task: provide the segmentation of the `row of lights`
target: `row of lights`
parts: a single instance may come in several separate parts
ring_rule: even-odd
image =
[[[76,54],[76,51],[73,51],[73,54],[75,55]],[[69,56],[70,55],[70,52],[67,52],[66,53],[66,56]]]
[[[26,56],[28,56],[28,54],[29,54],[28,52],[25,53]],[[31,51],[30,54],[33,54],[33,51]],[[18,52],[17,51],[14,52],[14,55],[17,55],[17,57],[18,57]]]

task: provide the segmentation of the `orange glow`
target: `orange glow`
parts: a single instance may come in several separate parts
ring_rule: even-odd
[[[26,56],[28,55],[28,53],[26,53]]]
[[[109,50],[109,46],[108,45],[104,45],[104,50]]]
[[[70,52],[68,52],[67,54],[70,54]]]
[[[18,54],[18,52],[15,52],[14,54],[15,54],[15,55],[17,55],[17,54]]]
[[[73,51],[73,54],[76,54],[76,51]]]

---

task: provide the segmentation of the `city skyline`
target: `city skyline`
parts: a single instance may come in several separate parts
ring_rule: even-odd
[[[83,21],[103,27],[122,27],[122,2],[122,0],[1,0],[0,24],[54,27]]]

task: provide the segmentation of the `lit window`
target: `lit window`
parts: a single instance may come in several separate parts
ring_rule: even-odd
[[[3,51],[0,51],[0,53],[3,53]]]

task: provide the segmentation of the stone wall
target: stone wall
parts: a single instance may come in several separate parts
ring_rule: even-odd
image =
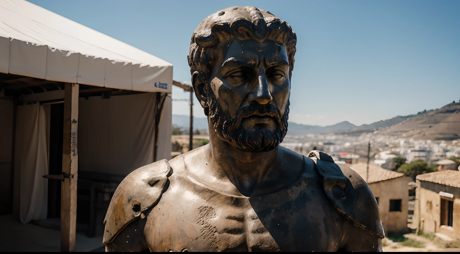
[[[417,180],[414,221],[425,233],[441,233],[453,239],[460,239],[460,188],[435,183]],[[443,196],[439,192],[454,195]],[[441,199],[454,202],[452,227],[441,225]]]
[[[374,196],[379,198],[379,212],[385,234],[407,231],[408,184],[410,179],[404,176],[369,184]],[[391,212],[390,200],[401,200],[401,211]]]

YOUR INSTRUCTIONS
Count the lines of the material above that contain the string "segmentation". Reply with the number alone.

TASK RESPONSE
5